| Excerpt provided |
%%
All firms must deal with budget constraints. Without asking you to divulge too much about your practice, would you share how you structure your business or client fee proposal to create that room needed to be innovative?
We have a relatively low overhead. Thus, this gives us a bit of wiggle room to invest in research as part of the design process.
But also, because we have a set of ‘intellectual projects’ that serve as a continuum between our varied commissions, we strive to learn from our own research to determine their adaptability to new projects.
With a focus on forecasting, we are also always looking at ways in which to address proactively challenges that are often only detected in a later stage of the design. Accordingly, our work on means and methods is commonly done in the early stages of design, sidestepping the dreaded value-engineering phases many others face in later stages.
Would you share one of your built projects that best represents the culmination of your vision for architecture – where it should be and what the future of architecture should be?
I do not believe any one project of ours serves as a recipe for ‘what the future of architecture should be’. As an academic, I invite competitive interpretations of disciplinary priorities, with debate being central to the driving of ideas towards unsuspecting destinations.
That said, if there were one argument that synthesizes one of our contributions to the discipline, it is the idea that our projects strive to establish a meaningful relationship between the “configurative” elements of a project and its “figurative” consequences. The configurative deals with the precise details of construction units and their capacity to make form: i.e., the differentiation between varied brick bonds enables different types of building organizations. The figure deals with formal issues inherited from the history of type, or shapes with semantic associations, or forms whose geometric descriptions allow for a reading larger than a focus on their construction details.
%%
| Data supplied |
%%
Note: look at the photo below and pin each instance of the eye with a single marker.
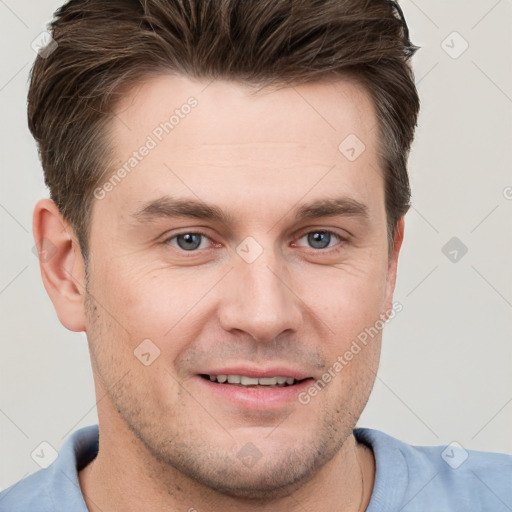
(320, 239)
(188, 241)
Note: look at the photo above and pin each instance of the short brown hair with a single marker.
(106, 46)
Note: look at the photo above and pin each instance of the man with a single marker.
(228, 189)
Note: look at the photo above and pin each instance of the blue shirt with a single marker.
%%
| Check your understanding |
a – Answer these questions using the architecture interview above the lines:
(i) What does the firm say gives it some room to invest in research?
(ii) At what stage of design is the firm's work on means and methods usually done?
(iii) What example is given of how the configurative works?
b – Pick up the architecture interview after its last sentence and keep it going.

| Answers by task |
a –
(i) Its relatively low overhead.
(ii) In the early stages of design.
(iii) The differentiation between varied brick bonds enables different types of building organizations.

b –
In Casa La Roca, we invented what we call a “variable bond”: an interpretation of the mortar joint as a variable dimension such that it achieves configurations anywhere from a Running to a Flemish bond. For Casa La Roca, this served as the ‘catalytic detail’ to create the curtain wall to the side of the house, and in turn, it also served as the DNA for the construction system of the Tongxian Arts Gatehouse, whose suggestive figure is precisely respondent to the configurations of brick that are its prerequisite. In these projects, the figure is the direct result of the configurations of tectonic units, and in turn, the material unit is a genetic seed of the many possible figures it unleashes.

Our profession has taken strides in influencing young minds earlier in the pipeline. It is not usually the dream job for elementary aged kids. Though your key experience has been in the university setting, how would you describe architecture or the role of an architect in a short statement that you find could encourage young minds to pursue architecture?
I would encourage young minds to become comfortable with two basic principles: the first is to abandon education as a way of cementing their idea of a profession, but rather to use the school as a way of preparing for “uncertainty”.
The second idea revolves around encouraging young minds to fail; that is, to play, explore, and inquire without the urgency of a ‘right’ answer, but instead to gain the pleasure of discovery in the act of making, and even failing in that process.
If anything, we encourage the next generation to become comfortable in a rapidly changing world where they might have to reinvent the discipline, rather than to conform to it.